## SHORT EXERCISE:
Rewrite the lines below, replacing every occurrence of "outline" with "boundary" and leaving all other text unchanged.

(Coordinate annotation entries)
==============================

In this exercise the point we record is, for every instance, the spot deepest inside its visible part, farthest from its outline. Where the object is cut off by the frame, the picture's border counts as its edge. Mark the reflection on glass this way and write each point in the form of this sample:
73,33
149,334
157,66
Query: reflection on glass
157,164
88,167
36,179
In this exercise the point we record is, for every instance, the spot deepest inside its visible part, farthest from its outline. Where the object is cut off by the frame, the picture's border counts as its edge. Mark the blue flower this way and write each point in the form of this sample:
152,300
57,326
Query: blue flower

==============================

## WRITTEN ANSWER:
In this exercise the point we record is, for every instance, the spot deepest inside its visible part, farthest from its boundary. Where the object is cut off by the frame, the picture's border counts as its edge. Mark the reflection on glass this way and write each point in the form of this sample:
73,33
149,334
157,66
Query: reflection on glass
157,164
88,167
36,179
In this exercise the point we record is, for every instance, the spot deepest inside its visible part, farthest from its boundary. Where the object is cut off by the frame, the picture's border counts as its edge. Mark the blue flower this way and write each point in the form of this sample:
152,300
57,326
Query: blue flower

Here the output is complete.